■ **Extracted data**:
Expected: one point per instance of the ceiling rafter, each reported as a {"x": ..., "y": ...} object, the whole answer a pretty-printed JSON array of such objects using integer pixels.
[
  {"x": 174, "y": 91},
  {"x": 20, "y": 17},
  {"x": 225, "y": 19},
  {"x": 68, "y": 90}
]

■ **Task item**:
Without any change, write the listing out again.

■ **Answer to this exercise**:
Expected: one point per instance of the ceiling rafter, each reported as a {"x": ..., "y": ...} object, the whole answer a pretty-printed JSON array of such objects using integer pixels.
[
  {"x": 174, "y": 91},
  {"x": 20, "y": 17},
  {"x": 225, "y": 19},
  {"x": 68, "y": 90}
]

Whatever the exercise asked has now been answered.